- Exercise data:
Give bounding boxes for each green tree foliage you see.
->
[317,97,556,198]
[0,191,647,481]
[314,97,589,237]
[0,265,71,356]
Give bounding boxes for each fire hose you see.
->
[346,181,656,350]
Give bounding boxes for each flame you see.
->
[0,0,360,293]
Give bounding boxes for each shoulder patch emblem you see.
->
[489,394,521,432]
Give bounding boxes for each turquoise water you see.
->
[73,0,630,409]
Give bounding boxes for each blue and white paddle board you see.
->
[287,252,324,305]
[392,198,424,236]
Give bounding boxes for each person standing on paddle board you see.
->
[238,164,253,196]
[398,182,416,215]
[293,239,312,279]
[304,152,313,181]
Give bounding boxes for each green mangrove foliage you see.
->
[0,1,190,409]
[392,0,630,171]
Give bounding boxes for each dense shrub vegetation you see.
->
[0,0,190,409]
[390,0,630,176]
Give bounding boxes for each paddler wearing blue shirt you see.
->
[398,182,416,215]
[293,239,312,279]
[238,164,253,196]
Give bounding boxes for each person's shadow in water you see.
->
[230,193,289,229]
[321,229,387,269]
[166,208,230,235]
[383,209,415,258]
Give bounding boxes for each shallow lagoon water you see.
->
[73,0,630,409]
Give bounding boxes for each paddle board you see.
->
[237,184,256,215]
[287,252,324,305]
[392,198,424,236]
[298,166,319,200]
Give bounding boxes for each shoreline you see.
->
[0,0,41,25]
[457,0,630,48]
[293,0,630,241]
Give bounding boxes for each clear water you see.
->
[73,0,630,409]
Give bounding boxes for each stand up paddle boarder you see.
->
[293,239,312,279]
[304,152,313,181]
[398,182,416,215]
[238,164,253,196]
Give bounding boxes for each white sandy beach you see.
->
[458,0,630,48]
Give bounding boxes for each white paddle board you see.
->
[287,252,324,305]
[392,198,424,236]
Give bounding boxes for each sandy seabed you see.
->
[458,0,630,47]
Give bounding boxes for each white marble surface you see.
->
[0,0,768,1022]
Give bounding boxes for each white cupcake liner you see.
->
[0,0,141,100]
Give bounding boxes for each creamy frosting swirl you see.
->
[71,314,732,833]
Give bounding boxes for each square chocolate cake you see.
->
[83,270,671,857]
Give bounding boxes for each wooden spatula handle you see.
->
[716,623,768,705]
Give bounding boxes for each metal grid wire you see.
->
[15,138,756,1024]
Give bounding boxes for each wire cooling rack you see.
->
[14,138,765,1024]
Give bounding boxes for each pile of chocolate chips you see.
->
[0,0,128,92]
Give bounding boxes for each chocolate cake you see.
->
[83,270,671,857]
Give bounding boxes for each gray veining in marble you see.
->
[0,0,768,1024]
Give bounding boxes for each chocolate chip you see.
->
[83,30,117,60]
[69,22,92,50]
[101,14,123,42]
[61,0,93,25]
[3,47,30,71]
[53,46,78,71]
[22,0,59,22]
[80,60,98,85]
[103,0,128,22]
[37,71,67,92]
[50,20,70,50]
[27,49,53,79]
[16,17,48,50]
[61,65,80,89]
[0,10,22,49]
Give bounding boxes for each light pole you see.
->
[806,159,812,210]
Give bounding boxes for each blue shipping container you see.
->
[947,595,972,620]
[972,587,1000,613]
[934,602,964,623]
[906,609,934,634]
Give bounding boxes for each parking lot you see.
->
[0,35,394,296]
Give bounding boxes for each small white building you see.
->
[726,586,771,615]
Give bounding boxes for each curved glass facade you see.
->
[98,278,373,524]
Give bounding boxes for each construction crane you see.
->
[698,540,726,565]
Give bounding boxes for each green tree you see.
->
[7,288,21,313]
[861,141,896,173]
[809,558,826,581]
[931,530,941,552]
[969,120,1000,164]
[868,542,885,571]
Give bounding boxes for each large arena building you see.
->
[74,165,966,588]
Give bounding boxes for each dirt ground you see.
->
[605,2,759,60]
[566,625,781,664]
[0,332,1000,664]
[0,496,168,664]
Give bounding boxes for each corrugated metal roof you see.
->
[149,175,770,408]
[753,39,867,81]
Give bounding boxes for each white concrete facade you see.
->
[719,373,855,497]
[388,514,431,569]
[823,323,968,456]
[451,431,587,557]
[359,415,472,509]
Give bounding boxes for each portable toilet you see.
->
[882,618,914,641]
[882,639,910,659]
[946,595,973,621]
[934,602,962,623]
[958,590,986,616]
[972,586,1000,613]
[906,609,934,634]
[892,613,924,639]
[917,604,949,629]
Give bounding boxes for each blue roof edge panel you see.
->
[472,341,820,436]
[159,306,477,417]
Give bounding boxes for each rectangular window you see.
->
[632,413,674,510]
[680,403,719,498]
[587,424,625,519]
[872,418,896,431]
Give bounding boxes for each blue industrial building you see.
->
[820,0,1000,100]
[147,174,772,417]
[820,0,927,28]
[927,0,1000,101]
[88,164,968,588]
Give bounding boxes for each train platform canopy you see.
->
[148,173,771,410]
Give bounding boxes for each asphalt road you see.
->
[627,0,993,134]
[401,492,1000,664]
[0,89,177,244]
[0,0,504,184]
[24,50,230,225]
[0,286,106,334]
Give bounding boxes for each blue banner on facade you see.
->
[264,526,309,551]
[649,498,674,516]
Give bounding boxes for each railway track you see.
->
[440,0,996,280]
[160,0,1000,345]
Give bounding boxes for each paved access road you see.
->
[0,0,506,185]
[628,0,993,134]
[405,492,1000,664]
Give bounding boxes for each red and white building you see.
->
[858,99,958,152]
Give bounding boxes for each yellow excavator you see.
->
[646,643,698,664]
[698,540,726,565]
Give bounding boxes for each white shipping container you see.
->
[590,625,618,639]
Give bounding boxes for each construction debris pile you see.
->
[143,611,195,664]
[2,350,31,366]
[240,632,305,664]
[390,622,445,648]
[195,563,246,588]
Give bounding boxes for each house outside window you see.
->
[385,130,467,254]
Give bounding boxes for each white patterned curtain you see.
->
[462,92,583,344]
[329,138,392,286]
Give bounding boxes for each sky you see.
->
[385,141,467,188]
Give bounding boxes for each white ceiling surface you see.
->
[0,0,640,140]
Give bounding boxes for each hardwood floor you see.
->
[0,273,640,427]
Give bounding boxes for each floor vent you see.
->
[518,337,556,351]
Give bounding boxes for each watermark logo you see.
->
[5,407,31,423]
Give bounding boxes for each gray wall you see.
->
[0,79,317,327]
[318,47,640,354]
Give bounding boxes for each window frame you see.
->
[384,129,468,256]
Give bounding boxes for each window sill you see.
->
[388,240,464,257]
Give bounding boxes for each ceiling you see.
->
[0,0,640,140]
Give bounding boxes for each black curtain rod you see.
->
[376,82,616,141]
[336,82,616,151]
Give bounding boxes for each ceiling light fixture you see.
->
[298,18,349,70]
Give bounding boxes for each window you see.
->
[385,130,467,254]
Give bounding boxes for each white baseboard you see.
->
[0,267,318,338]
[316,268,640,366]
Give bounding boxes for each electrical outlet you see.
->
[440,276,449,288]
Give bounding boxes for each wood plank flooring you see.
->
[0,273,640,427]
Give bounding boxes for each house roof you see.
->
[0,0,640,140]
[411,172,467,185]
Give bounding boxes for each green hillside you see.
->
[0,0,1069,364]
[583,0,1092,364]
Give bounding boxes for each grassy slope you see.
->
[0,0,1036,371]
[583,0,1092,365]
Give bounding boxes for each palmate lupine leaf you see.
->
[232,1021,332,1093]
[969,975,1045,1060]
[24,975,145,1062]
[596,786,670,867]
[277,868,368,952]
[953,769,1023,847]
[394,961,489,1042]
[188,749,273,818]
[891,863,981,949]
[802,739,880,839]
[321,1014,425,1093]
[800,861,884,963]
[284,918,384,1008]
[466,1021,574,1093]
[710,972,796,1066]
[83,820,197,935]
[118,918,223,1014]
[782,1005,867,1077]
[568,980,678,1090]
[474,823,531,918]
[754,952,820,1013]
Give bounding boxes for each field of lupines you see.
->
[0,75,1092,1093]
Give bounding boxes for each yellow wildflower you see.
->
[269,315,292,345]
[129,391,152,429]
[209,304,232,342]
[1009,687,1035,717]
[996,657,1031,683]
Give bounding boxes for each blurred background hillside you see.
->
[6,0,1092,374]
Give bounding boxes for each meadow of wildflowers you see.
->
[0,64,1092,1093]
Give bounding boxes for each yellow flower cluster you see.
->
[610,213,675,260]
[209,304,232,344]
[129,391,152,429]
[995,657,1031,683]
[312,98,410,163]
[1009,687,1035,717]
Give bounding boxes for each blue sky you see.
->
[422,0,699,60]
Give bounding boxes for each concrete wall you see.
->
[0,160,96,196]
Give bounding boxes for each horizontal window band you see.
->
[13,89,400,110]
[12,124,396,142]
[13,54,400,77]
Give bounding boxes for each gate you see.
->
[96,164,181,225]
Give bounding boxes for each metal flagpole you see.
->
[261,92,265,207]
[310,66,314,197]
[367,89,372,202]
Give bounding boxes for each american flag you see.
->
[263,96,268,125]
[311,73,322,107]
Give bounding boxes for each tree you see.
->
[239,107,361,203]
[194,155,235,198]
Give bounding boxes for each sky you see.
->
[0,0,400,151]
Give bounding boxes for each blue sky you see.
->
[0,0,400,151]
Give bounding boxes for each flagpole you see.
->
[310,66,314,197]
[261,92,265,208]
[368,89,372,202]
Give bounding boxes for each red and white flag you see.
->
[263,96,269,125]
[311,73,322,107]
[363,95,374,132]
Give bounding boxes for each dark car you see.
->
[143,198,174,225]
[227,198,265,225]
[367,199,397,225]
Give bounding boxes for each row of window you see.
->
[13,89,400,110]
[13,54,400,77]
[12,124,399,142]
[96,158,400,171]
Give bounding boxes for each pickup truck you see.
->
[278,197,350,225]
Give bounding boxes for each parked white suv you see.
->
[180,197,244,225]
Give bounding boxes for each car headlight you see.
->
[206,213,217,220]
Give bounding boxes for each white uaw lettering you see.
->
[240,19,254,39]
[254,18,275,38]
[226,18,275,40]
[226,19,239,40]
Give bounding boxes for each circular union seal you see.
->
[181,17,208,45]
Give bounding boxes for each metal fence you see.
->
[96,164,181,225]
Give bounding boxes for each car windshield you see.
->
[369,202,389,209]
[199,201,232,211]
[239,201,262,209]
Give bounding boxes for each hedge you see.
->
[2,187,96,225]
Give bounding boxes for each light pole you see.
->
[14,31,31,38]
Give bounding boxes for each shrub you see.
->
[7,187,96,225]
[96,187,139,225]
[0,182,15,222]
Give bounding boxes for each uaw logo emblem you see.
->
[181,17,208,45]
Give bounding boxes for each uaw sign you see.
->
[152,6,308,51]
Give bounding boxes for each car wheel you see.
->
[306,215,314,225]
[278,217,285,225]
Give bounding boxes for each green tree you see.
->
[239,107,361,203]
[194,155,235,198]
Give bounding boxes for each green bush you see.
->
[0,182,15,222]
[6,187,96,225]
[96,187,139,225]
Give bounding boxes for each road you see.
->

- Goal of the exercise: Print everything from the line containing "Give bounding boxes for each white ceiling" down to the line containing "[5,407,31,423]", both included, exactly as they appear in the data.

- Response to the exercise:
Give bounding boxes for each white ceiling surface you see.
->
[0,0,640,140]
Give bounding boxes for each hardwood floor you see.
->
[0,273,640,427]
Give bounding boxes for each floor vent you see.
->
[518,337,556,351]
Give bounding boxes for each watermark logo you see.
->
[5,407,31,423]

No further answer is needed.